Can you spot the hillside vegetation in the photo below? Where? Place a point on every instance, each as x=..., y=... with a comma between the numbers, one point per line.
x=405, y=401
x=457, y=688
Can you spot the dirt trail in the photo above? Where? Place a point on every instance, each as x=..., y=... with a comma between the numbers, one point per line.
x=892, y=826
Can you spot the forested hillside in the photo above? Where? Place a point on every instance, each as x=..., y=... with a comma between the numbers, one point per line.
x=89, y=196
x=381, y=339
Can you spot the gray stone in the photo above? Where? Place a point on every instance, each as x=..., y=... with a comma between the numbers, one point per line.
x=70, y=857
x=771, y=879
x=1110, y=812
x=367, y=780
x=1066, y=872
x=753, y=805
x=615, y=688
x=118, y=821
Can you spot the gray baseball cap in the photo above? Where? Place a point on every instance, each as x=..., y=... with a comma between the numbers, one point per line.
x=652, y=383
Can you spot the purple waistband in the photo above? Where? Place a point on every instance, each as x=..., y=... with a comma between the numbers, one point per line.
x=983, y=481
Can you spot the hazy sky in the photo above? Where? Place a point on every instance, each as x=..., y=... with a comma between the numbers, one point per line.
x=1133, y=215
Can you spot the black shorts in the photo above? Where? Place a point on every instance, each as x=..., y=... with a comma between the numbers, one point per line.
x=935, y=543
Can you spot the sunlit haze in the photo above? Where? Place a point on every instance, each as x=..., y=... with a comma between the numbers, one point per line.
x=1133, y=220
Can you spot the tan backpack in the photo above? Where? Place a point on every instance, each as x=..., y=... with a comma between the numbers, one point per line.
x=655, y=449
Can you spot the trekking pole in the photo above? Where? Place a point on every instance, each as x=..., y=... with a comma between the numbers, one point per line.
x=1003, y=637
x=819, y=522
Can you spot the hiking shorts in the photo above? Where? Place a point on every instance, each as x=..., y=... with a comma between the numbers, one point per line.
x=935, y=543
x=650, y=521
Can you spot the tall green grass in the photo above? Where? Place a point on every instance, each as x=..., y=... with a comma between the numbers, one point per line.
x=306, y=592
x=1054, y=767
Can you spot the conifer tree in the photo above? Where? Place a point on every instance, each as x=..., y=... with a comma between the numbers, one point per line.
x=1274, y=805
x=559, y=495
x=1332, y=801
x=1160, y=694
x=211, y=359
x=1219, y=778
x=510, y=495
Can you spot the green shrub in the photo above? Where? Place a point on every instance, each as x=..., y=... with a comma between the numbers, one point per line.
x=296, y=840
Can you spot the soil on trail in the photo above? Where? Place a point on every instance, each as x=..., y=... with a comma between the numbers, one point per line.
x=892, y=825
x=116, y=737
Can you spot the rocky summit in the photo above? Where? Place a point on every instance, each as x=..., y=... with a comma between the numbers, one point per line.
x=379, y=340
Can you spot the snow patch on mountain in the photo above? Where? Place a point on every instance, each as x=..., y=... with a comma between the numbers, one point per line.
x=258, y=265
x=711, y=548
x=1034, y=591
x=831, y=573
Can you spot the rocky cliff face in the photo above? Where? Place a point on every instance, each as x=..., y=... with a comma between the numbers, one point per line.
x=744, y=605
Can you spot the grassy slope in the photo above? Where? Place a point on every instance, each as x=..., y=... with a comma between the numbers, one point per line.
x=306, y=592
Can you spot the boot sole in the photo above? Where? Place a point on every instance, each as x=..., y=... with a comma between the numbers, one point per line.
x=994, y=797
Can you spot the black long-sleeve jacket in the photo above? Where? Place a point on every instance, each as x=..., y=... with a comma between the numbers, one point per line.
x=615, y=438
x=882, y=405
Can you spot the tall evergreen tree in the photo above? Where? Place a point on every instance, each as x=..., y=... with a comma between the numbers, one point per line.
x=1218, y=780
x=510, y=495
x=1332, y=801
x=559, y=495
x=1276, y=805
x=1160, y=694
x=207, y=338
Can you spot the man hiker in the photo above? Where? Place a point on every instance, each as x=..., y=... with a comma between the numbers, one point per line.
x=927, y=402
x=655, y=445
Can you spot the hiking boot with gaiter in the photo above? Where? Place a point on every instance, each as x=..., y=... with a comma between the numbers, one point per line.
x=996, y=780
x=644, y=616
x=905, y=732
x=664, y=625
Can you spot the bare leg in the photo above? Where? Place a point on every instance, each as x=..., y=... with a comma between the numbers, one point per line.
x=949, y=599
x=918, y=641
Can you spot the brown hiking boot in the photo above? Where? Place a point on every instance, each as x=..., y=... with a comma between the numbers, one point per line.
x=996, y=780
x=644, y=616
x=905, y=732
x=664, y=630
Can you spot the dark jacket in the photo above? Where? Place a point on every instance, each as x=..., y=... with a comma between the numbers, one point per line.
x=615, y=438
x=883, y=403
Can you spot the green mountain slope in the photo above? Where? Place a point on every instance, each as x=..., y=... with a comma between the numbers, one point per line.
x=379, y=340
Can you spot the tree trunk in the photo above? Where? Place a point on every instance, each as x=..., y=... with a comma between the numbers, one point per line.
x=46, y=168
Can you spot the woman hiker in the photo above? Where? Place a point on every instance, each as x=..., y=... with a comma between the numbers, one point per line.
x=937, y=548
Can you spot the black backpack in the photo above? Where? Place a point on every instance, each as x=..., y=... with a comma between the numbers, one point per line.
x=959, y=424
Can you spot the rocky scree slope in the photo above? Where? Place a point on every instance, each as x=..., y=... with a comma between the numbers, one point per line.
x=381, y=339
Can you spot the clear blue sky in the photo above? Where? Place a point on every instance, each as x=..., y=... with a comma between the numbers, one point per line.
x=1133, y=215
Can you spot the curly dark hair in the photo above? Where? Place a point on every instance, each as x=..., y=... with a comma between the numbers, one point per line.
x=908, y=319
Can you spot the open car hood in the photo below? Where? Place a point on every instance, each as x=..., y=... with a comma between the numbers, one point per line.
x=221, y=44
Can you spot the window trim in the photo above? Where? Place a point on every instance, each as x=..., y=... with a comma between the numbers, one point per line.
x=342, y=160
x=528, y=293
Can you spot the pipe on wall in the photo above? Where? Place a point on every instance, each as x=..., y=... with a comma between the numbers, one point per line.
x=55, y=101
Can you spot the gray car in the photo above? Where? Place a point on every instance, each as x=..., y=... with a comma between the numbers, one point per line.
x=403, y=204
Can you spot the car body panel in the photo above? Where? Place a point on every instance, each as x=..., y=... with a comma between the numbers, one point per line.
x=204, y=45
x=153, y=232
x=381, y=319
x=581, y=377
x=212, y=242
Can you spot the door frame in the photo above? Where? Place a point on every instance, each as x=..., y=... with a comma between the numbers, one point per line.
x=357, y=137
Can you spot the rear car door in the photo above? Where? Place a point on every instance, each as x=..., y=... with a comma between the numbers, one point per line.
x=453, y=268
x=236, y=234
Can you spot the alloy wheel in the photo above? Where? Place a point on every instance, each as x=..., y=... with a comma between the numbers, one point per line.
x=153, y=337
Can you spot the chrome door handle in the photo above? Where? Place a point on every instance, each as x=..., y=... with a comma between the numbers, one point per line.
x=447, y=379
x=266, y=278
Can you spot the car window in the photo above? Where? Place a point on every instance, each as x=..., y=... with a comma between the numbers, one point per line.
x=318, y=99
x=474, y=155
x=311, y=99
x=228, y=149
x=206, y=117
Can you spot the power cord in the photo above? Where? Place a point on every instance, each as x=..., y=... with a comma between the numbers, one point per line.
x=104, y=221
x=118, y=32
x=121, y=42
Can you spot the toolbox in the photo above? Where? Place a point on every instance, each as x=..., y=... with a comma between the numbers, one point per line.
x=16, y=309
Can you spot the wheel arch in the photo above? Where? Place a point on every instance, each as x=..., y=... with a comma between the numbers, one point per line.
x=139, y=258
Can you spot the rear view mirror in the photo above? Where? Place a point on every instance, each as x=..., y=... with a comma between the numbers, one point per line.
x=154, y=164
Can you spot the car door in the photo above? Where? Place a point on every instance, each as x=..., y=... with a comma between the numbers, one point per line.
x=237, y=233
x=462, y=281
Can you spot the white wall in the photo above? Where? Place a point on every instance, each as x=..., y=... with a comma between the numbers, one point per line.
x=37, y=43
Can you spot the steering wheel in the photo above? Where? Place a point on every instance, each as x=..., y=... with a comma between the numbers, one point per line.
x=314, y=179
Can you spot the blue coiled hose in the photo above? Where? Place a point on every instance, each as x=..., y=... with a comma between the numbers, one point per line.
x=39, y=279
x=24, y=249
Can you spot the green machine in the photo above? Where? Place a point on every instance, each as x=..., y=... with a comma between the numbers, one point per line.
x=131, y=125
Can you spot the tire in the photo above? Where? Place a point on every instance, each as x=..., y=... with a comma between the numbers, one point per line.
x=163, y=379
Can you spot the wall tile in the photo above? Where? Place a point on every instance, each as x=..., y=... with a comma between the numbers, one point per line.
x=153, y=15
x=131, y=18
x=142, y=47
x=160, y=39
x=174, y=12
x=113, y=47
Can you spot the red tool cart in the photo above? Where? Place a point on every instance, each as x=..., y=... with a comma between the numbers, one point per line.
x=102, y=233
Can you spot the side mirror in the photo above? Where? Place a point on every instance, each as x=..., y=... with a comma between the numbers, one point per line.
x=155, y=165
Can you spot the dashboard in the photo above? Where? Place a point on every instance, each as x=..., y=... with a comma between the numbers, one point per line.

#####

- [STATED PROBLEM]
Repeat the line containing "Can you spot the red" and all subsequent lines through the final line of the data, exactly and with no others.

- [EXERCISE OUTPUT]
Can you spot the red tool cart in the photo above? Where? Place a point on every instance, each as x=..., y=... with a comma between the numbers, one point per line.
x=102, y=233
Can you spot the side mirror in the photo above? Where? Place a point on every instance, each as x=..., y=... with a comma between the numbers, one point per line.
x=155, y=165
Can you spot the dashboard in the photo above? Where? Place a point on every instance, each as x=..., y=... with a comma between the numbers, one point per line.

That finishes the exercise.